### Aim of the task
Reproduce every item below, requests included, adding -48 to each x and y coordinate in the answer points. Leave the pictures out.

■ ■ ■ ■ ■ ■ ■

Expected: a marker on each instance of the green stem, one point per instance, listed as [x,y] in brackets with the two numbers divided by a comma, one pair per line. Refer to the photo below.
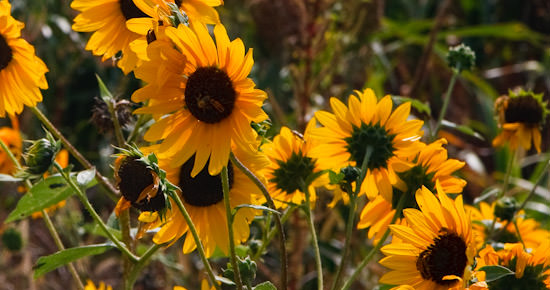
[124,218]
[116,124]
[351,215]
[133,135]
[111,190]
[504,188]
[47,220]
[278,223]
[272,233]
[446,101]
[198,242]
[347,242]
[229,215]
[61,247]
[529,195]
[374,250]
[93,213]
[139,265]
[314,241]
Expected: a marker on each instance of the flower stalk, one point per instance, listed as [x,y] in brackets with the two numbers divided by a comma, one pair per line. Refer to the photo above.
[198,242]
[278,223]
[374,250]
[111,190]
[229,215]
[47,220]
[307,209]
[94,214]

■ ■ ■ ■ ■ ■ ■

### Result of the task
Expected: a marker on each instance of the green stem, one point per instance, listed as [x,y] in brackets with the two numbers divided by a comma, one pair per line. Refer to the photo below.
[76,170]
[68,76]
[303,167]
[85,87]
[63,142]
[456,140]
[-1,172]
[230,175]
[224,185]
[398,53]
[150,194]
[299,194]
[181,167]
[13,199]
[481,147]
[326,202]
[45,165]
[91,217]
[266,193]
Expected: a marker on each instance of the flower stalk, one point per instance, listed as [x,y] in brackets with the two numbers divided by a comma, one pair per line. Refer to the photo above.
[150,194]
[230,175]
[326,202]
[63,142]
[181,167]
[-1,172]
[259,161]
[46,166]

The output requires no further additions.